◆ Penggalan Tulisan ◆
----------------------------------------

Nusantara yang Menjanda

Azzadiva Sawungrana
8 min readMar 22, 2021

--

Photo by Koes nadi on Unsplash

Artikel ini ditulis 16 Maret 2015, mohon maaf jika terdapat kekeliruan dalam sejarah serta alur kepenulisan.

Tulisan ini ditujukan untuk merisaukan diri kami sebagai bangsa Indonesia yang seperti kehilangan arah akan kemana kami pergi, yang hanya membuntuti orang yang terkata lebih “keren” daripada kami, kami memang sedang menjadi bangsa pengintil. Kami perlu risau dan tidak bertingkahselow lagi dengan semua kemunduran nilai ketimuran ini.

Kami bisa memulainya dari dua kata, basa-basi dan hakikat.

----------------------------------------

◆ Tugas yang Dikerjakan ◆
1. Tentukan apakah setiap pernyataan berikut sesuai dengan penggalan tulisan di atas. Jawab ya atau tidak untuk tiap pernyataan, lalu kutip persis kata-kata penggalan tulisan yang menjadi penentunya.
(a) Artikel tersebut ditulis pada 16 Maret 2015.
(b) Foto yang menyertai tulisan berasal dari Pexels.
(c) Penulis mengusulkan untuk memulai dari tiga kata.
2. Gandakan tanpa perubahan seluruh bagian penggalan tulisan di atas, mulai dari "Artikel ini ditulis" terus hingga "nilai ketimuran ini.".
3. Tuliskan semua bilangan yang ditulis dengan angka dalam penggalan tulisan di atas, sesuai urutan kemunculannya.

----------------------------------------

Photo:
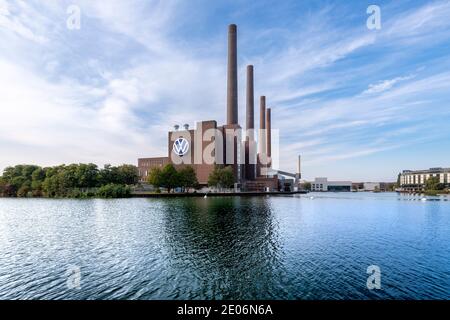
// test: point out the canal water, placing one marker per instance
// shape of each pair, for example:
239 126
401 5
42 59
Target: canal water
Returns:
315 246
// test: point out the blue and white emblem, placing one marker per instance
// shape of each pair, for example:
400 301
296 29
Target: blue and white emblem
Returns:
181 147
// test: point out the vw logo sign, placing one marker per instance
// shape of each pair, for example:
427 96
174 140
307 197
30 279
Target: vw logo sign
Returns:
181 147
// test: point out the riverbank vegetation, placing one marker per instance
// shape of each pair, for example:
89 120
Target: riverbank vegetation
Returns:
68 181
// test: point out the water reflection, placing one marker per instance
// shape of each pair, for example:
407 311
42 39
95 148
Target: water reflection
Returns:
209 239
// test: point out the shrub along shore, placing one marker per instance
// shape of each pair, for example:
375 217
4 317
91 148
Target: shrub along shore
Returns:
68 181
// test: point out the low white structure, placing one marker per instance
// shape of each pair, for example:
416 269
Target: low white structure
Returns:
322 184
372 186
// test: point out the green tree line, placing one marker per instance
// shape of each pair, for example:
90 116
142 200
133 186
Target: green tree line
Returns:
185 178
68 181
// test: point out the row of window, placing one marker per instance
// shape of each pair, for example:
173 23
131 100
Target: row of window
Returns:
317 186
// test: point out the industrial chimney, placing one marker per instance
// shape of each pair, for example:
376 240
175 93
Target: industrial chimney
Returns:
250 144
250 120
262 126
232 91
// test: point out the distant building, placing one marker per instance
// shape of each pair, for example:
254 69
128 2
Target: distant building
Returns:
371 186
322 184
415 180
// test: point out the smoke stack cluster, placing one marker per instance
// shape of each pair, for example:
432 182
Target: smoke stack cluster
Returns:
265 125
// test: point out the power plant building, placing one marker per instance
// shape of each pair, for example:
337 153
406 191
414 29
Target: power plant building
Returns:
250 159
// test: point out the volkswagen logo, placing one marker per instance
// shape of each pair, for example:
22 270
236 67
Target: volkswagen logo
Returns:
181 147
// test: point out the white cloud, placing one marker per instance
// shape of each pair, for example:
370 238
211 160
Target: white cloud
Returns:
385 85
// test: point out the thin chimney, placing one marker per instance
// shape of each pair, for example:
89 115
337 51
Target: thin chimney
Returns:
232 91
269 133
262 126
250 119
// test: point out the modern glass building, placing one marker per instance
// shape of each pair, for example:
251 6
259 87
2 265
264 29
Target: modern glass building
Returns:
415 180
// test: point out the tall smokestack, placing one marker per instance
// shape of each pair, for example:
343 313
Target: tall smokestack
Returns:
250 156
269 133
232 95
250 123
262 126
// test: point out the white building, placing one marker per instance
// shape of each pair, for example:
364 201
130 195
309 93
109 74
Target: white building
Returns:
415 180
322 184
372 186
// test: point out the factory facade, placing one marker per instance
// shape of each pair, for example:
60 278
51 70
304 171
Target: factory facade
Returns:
248 152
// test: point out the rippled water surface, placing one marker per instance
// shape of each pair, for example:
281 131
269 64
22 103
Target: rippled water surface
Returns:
308 247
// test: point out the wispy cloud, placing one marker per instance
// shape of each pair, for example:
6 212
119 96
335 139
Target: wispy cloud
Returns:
110 91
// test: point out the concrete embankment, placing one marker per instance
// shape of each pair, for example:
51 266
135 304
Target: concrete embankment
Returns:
138 194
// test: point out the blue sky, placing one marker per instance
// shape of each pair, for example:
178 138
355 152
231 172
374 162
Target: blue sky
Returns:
357 104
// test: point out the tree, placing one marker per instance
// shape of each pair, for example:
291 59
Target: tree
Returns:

----------------------------------------

◆ Kunci Jawaban ◆
1.
(a) Ya: "Artikel ini ditulis 16 Maret 2015"
(b) Tidak: "Photo by Koes nadi on Unsplash"
(c) Tidak: "Kami bisa memulainya dari dua kata, basa-basi dan hakikat."

2.
Artikel ini ditulis 16 Maret 2015, mohon maaf jika terdapat kekeliruan dalam sejarah serta alur kepenulisan.

Tulisan ini ditujukan untuk merisaukan diri kami sebagai bangsa Indonesia yang seperti kehilangan arah akan kemana kami pergi, yang hanya membuntuti orang yang terkata lebih “keren” daripada kami, kami memang sedang menjadi bangsa pengintil. Kami perlu risau dan tidak bertingkahselow lagi dengan semua kemunduran nilai ketimuran ini.

3. 8, 22, 2021, 16, 2015